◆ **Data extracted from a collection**
==================================================
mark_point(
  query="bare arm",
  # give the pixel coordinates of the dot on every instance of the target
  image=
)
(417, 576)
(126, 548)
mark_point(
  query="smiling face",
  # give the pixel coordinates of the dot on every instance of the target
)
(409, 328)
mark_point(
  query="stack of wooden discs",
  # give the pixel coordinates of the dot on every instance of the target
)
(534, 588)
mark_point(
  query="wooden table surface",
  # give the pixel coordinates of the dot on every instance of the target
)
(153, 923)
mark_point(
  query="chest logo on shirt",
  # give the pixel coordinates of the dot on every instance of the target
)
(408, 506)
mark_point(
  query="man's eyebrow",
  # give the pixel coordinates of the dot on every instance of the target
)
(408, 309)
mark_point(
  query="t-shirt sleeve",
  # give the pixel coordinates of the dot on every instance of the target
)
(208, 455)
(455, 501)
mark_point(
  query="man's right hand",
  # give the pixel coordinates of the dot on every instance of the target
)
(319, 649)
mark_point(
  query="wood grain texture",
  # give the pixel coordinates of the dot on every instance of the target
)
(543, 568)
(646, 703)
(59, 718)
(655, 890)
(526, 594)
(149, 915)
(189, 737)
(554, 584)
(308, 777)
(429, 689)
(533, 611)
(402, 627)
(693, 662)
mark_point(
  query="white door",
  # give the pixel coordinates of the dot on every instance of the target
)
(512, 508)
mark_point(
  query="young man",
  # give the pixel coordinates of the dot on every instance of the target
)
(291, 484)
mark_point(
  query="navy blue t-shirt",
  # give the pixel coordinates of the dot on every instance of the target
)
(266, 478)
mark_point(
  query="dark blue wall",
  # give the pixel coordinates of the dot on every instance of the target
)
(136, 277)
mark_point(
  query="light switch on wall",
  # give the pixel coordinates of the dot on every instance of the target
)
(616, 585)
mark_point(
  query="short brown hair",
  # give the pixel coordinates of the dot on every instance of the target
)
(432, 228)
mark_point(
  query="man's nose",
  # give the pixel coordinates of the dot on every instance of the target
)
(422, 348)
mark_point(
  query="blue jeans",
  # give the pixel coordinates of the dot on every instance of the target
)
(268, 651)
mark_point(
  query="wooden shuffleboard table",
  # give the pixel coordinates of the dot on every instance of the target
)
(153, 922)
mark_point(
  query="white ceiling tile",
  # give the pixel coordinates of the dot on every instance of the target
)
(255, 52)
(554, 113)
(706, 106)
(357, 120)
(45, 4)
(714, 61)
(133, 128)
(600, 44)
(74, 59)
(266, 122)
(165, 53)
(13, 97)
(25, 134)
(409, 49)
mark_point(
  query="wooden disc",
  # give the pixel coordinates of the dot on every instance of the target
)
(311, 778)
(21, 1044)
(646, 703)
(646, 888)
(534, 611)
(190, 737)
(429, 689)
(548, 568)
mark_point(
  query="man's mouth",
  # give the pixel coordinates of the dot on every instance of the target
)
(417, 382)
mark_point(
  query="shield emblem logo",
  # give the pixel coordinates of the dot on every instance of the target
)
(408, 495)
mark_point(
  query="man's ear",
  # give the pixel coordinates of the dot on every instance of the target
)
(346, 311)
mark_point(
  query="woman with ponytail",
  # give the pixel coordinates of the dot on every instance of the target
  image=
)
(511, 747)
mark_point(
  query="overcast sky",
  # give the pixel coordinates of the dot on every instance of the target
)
==================================================
◆ **Exercise requirements**
Exact duplication of all the data above is expected.

◆ **Completed exercise**
mark_point(
  query="bare arm",
  # give the pixel coordinates of the dot on every instance of the target
  image=
)
(417, 576)
(126, 548)
mark_point(
  query="smiling face",
  # give the pixel coordinates of the dot on every instance of the target
)
(409, 328)
mark_point(
  query="stack of wooden discs",
  # give the pixel coordinates of the dot on every instance of the target
)
(534, 588)
mark_point(
  query="wooden table surface",
  # give the pixel coordinates of the dot on every instance of the target
)
(153, 923)
mark_point(
  query="chest logo on shirt",
  # give the pixel coordinates of the dot on every instance of the target
)
(408, 506)
mark_point(
  query="man's eyebrow",
  # give the pixel coordinates of the dot on every instance of the target
)
(408, 309)
mark_point(
  query="t-shirt sleeve",
  # give the pixel coordinates of the dot on every instance of the target
)
(208, 455)
(455, 501)
mark_point(
  query="man's right hand",
  # give the pixel coordinates of the dot on every instance of the target
)
(319, 649)
mark_point(
  query="wood grain texture",
  # give the pixel coordinates of the dot on every instance of the target
)
(543, 568)
(646, 703)
(59, 718)
(655, 890)
(526, 594)
(149, 915)
(189, 737)
(554, 584)
(308, 777)
(429, 689)
(533, 611)
(402, 627)
(693, 662)
mark_point(
  query="white door",
  # give the pixel coordinates of the dot on every instance of the target
)
(512, 508)
mark_point(
  query="young man",
  # give the pixel coordinates of the dot on every instance of the target
)
(291, 484)
mark_point(
  query="navy blue t-shirt",
  # give the pixel coordinates of the dot on every instance of the target
)
(266, 478)
mark_point(
  query="dark blue wall",
  # give the pixel coordinates of the dot on every instance of the target
)
(136, 277)
mark_point(
  query="light switch on wall",
  # give the pixel coordinates of the dot on every instance of the target
)
(616, 585)
mark_point(
  query="short brown hair",
  # give the pixel coordinates of the dot on every instance of the target
)
(432, 228)
mark_point(
  query="man's nose",
  # give the pixel coordinates of the dot on every instance of the target
)
(422, 348)
mark_point(
  query="blue jeans",
  # give the pixel coordinates of the dot on every instance of the target
)
(268, 651)
mark_point(
  query="wooden shuffleboard table",
  # give the pixel coordinates of the dot on every instance of the target
)
(153, 922)
mark_point(
  query="white ceiling tile",
  # give the pixel coordinates of the dot on every instance of the target
)
(255, 52)
(554, 113)
(706, 106)
(357, 120)
(45, 4)
(714, 61)
(133, 128)
(600, 44)
(74, 59)
(266, 122)
(165, 53)
(13, 97)
(25, 134)
(409, 49)
mark_point(
  query="wooden disc",
  # give the pixel coordinates of the dot on every instance of the target
)
(311, 778)
(21, 1044)
(646, 703)
(646, 888)
(534, 611)
(190, 737)
(429, 689)
(548, 568)
mark_point(
  query="man's mouth",
  # give the pixel coordinates of the dot on every instance of the target
)
(417, 382)
mark_point(
  query="shield emblem logo",
  # give the pixel coordinates of the dot on every instance of the target
)
(408, 495)
mark_point(
  query="man's ear",
  # give the pixel coordinates of the dot on every instance of the target
)
(346, 311)
mark_point(
  query="woman with ponytail",
  # give the pixel coordinates of the dot on every instance of the target
  image=
)
(511, 747)
mark_point(
  query="overcast sky",
  # give the pixel coordinates of the dot on every instance of the target
)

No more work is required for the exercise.